[Task statement]
According to the text about the album As the World below, who composed and arranged the string ensemble on "All Ways The Same"?

[Supplied text]
::::::::

Professional ratings
Review scores
| Source | Rating |
| Allmusic | Star Half star |

==Album content==
"All Ways The Same" is a short instrumental intro featuring a string ensemble composed and arranged by keyboardist Chris Buzby. The strings are accompanied by vocalizations by Echolyn themselves.

"As The World" begins in A minor with acoustic guitar and vocals with a simple percussion. As bass and drums are added, vocal harmonies come into play, as well as organ continuo by Buzby. Toward the middle of the song, the syncopated vocals and contrapuntal instrumentation may remind the listener of Gentle Giant more so on this song more than most other Echolyn pieces.

Tracks 7 through 11 comprise a suite entitled "Letters". "My Dear Wormwood" is based on The Screwtape Letters by author C.S. Lewis.

The album closer, "Never the Same", is their most requested song to play live. Guitarist/vocalist Brett Kull has commented that while the group is hailed for being extraordinarily "proggy", the song is a relatively simple one in 3/4 time. The song reflects the influences of The Beatles and Simon and Garfunkel more than the oft-cited progressive rock ones.

In 2000, the masters of As the World were returned to the band by record executive Michael Caplan, who originally signed them to Epic Records/Sony Music in 1994. The album was remastered in 2005 by Brett Kull and reissued with new artwork and packaging, plus a bonus DVD of their live performance at The Ritz in Detroit, MI on Saturday, March 4, 1995, just days before the release of As the World. The DVD ends with short interview with Brett and Ray by local rock journalist Devin McPherson. The other bands on the bill that night were fellow prog-rockers Discipline and two thrash bands, Cymonic Drive and Unseasonable Story.

::::::::

[Material provided]
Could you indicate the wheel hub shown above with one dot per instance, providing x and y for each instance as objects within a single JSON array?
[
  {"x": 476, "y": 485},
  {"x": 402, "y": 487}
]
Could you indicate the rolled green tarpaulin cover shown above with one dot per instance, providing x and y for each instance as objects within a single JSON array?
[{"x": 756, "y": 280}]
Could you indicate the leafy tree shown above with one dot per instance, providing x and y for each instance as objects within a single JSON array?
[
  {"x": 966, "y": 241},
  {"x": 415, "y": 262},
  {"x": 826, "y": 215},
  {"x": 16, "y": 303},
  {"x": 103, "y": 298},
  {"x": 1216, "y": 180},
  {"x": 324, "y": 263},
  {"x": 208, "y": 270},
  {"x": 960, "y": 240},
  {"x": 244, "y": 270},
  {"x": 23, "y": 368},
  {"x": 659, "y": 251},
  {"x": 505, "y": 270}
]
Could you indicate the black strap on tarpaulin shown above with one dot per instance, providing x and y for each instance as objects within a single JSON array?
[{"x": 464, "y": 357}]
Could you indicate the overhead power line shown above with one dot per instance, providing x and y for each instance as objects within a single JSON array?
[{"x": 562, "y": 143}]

::::::::

[Output below]
Keyboardist Chris Buzby